Task requirements: Edit the lines from the line with "Would you mind pointing out the tree in" through the end of the lines by changing "Kindly" to "Please" everywhere it occurs, and give back only those lines with nothing else altered.

The input:
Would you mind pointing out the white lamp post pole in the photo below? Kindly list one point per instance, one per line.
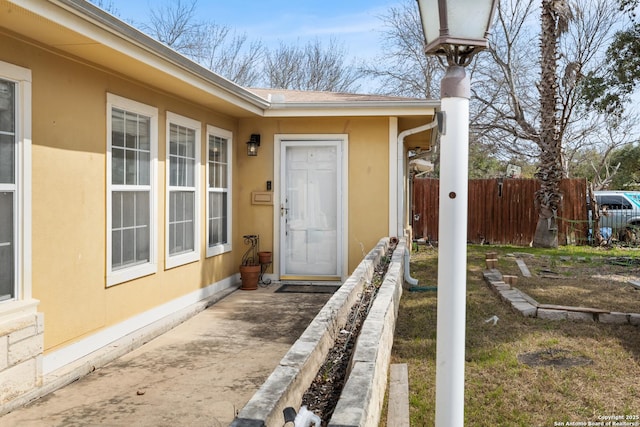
(457, 30)
(452, 249)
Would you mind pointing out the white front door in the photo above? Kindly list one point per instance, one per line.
(311, 210)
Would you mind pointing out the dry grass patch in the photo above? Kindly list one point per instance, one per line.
(500, 388)
(601, 283)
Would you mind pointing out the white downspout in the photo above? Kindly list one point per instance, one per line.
(401, 193)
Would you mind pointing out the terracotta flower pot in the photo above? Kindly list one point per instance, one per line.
(249, 274)
(264, 257)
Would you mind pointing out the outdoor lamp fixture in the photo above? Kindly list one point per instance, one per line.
(253, 144)
(455, 30)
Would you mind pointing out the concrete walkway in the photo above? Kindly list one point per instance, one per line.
(198, 374)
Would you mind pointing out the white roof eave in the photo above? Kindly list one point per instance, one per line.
(369, 108)
(190, 71)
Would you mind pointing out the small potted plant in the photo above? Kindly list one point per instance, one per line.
(250, 268)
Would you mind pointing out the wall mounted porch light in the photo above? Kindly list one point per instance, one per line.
(253, 144)
(457, 30)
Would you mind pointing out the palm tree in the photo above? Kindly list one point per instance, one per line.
(555, 18)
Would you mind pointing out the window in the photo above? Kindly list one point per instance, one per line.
(218, 191)
(131, 164)
(183, 207)
(15, 160)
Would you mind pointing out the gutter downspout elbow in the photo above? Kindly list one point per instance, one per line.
(407, 270)
(401, 193)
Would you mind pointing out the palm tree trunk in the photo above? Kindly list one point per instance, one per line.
(549, 174)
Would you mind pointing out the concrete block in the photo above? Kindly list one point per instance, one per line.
(544, 313)
(523, 267)
(580, 316)
(351, 409)
(526, 309)
(265, 402)
(492, 276)
(398, 412)
(614, 318)
(40, 323)
(510, 294)
(28, 348)
(510, 279)
(13, 325)
(23, 333)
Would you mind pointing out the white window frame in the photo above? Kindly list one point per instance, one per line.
(191, 256)
(22, 186)
(213, 131)
(139, 270)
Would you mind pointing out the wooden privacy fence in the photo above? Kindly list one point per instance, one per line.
(502, 211)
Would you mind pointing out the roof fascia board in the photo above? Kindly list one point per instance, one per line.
(337, 109)
(92, 22)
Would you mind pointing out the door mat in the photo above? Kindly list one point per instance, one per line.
(308, 288)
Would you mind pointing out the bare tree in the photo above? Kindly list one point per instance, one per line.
(544, 113)
(213, 46)
(311, 67)
(404, 69)
(175, 25)
(231, 55)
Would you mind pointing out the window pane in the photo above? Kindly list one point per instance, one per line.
(7, 106)
(222, 179)
(7, 246)
(182, 143)
(128, 209)
(143, 218)
(131, 168)
(130, 228)
(131, 127)
(144, 168)
(117, 128)
(7, 158)
(190, 143)
(128, 246)
(217, 218)
(181, 221)
(142, 244)
(117, 166)
(116, 248)
(116, 210)
(144, 133)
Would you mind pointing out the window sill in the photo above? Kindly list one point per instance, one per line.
(132, 273)
(10, 310)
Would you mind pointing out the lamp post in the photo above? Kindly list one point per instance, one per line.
(456, 30)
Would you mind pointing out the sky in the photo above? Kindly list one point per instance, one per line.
(352, 23)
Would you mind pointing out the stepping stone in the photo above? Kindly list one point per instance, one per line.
(523, 267)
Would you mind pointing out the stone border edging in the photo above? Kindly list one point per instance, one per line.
(363, 394)
(528, 307)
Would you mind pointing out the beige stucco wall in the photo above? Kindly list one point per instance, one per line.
(69, 192)
(69, 197)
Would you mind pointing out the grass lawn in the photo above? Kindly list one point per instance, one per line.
(500, 389)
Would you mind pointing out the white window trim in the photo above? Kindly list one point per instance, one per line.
(23, 287)
(151, 267)
(188, 257)
(228, 135)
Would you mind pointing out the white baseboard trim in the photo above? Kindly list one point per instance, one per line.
(73, 352)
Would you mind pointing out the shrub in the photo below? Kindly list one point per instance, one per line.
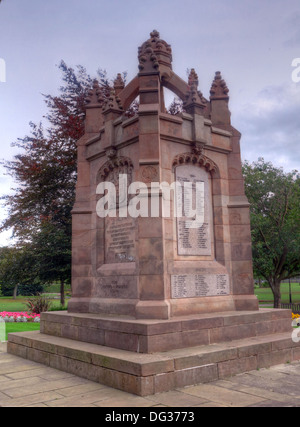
(39, 304)
(30, 289)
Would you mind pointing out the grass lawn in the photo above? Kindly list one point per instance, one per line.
(19, 304)
(21, 327)
(265, 295)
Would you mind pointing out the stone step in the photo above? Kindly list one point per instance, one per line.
(152, 336)
(147, 374)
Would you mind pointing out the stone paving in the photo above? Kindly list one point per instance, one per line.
(28, 384)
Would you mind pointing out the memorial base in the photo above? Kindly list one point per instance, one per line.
(177, 353)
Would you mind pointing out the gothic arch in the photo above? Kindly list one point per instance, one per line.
(124, 164)
(198, 160)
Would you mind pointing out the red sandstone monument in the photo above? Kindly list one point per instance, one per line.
(182, 296)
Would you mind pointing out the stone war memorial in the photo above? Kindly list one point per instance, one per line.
(162, 286)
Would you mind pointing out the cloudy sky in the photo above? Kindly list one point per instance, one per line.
(253, 43)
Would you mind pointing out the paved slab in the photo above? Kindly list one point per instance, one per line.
(27, 384)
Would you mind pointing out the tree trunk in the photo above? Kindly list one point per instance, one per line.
(62, 292)
(277, 293)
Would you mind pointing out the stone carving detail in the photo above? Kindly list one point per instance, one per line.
(195, 159)
(154, 52)
(148, 173)
(115, 167)
(113, 103)
(194, 96)
(219, 89)
(193, 78)
(119, 83)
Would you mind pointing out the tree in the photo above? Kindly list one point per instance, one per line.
(275, 222)
(45, 172)
(18, 270)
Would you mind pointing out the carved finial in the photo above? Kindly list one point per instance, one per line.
(193, 78)
(113, 103)
(154, 52)
(194, 98)
(219, 89)
(94, 97)
(119, 83)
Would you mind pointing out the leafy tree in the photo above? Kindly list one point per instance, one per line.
(18, 271)
(275, 221)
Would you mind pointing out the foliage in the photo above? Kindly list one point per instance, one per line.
(17, 269)
(39, 304)
(275, 221)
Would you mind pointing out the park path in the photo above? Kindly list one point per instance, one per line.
(28, 384)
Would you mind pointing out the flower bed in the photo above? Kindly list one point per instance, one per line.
(20, 317)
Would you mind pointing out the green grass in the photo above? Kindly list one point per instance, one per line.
(19, 304)
(11, 305)
(265, 295)
(21, 327)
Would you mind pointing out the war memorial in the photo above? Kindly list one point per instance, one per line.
(162, 285)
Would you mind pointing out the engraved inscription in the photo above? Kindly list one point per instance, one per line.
(120, 240)
(193, 241)
(117, 287)
(200, 285)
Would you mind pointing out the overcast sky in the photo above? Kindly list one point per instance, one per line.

Reply to the task:
Would you mind pointing out the tree in the photo above? Please list one point per instance, one per line.
(275, 222)
(45, 172)
(18, 270)
Would you mind pointing out the carved finial in the photo above? Please list one point per instance, one per line.
(193, 78)
(113, 103)
(154, 52)
(194, 98)
(219, 89)
(94, 97)
(119, 83)
Would you mind pointing out the leafy tree in the photo above? Please list one point per instance, one per line.
(18, 271)
(275, 221)
Would you mind pointing out the foliage in the photo above? Please list one point per instance, one per line.
(17, 269)
(39, 304)
(275, 221)
Would you mind pointing out the park path in the photo above? Please list one point per instance, one per line.
(28, 384)
Would you mind pointing out the flower bed in the photo above? Please list one point per instance, one per line.
(20, 317)
Would you mind pointing out the green grass in the photo above? Please list one point per instance, one per line.
(19, 304)
(11, 305)
(265, 295)
(21, 327)
Would you mind pointing out the war memorial in the photo above? Please list one point per instance, one per line.
(162, 285)
Would you mind pointing out the engraved inscription in the photo above? Please list one point per instance, one per line.
(120, 240)
(193, 241)
(117, 287)
(200, 285)
Would you mind pointing out the overcast sky in the photo above? Please list one point per instance, one per line.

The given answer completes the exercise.